____ Fragmento seleccionado
El 22 de agosto de 1979, el editorial del periódico El País titulado «La reforma, la ruptura y los símbolos» reflexionaba sobre los primeros años tras el fin de la dictadura y el tránsito «pacífico y gradual» hacia una monarquía parlamentaria, conducido por «políticos profesionales del anterior sistema, que adquirieron sus destrezas y capacidades sirviendo pragmáticamente a un poder que negaba, en la teoría y en la práctica, las libertades y derechos de nuestra actual democracia constitucional». Sobre el precio «moral y pecuniario» que dicho proceso tuvo que pagar, el armazón institucional sobre el que se sustentó todavía colea y aún hoy en día es difícil, incluso molesto en algunos sectores, reivindicar el derecho a la restitución de la memoria histórica e incluso hablar de los costes y problemas que planteó al país la transición.
________
____ Datos mostrados
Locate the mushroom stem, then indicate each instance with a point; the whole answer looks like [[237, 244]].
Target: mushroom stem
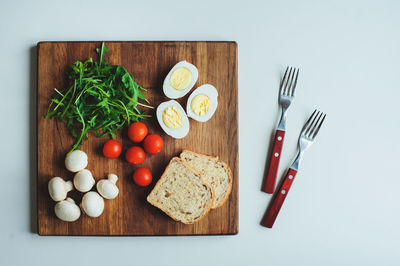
[[69, 186], [113, 178]]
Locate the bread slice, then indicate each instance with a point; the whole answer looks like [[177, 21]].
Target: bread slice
[[182, 193], [214, 171]]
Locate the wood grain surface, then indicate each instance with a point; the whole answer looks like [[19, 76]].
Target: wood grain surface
[[149, 62]]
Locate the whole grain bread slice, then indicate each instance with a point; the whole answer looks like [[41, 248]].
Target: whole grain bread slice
[[214, 171], [182, 193]]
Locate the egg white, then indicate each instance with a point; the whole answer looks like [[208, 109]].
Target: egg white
[[177, 133], [212, 93], [172, 93]]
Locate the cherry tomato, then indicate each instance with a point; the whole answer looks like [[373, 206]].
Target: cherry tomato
[[142, 177], [112, 149], [135, 155], [153, 144], [137, 131]]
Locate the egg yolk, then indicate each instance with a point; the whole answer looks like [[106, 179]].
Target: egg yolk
[[200, 104], [172, 118], [181, 78]]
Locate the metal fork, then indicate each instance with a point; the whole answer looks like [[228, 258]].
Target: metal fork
[[307, 137], [286, 96]]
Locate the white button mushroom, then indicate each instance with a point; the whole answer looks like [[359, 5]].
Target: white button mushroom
[[76, 161], [67, 210], [58, 188], [92, 204], [107, 187], [83, 180]]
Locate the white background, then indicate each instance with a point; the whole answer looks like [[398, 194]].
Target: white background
[[343, 208]]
________
* **Enunciado 1**: Enumera todas las expresiones que aparecen entre comillas angulares en el fragmento sobre la transición.
* **Enunciado 2**: Transcribe el fragmento sobre la transición desde "El 22 de agosto" hasta "país la transición.", ambos incluidos.
* **Enunciado 3**: Explica cómo adquirieron sus destrezas y capacidades, según el fragmento sobre la transición, los políticos que condujeron el tránsito hacia la monarquía parlamentaria.

* **Respuesta 1**:
1. «La reforma, la ruptura y los símbolos»
2. «pacífico y gradual»
3. «políticos profesionales del anterior sistema, que adquirieron sus destrezas y capacidades sirviendo pragmáticamente a un poder que negaba, en la teoría y en la práctica, las libertades y derechos de nuestra actual democracia constitucional»
4. «moral y pecuniario»

* **Respuesta 2**:
El 22 de agosto de 1979, el editorial del periódico El País titulado «La reforma, la ruptura y los símbolos» reflexionaba sobre los primeros años tras el fin de la dictadura y el tránsito «pacífico y gradual» hacia una monarquía parlamentaria, conducido por «políticos profesionales del anterior sistema, que adquirieron sus destrezas y capacidades sirviendo pragmáticamente a un poder que negaba, en la teoría y en la práctica, las libertades y derechos de nuestra actual democracia constitucional». Sobre el precio «moral y pecuniario» que dicho proceso tuvo que pagar, el armazón institucional sobre el que se sustentó todavía colea y aún hoy en día es difícil, incluso molesto en algunos sectores, reivindicar el derecho a la restitución de la memoria histórica e incluso hablar de los costes y problemas que planteó al país la transición.

* **Respuesta 3**: Las adquirieron sirviendo pragmáticamente a un poder que negaba, en la teoría y en la práctica, las libertades y derechos de la actual democracia constitucional. Eran políticos profesionales del anterior sistema.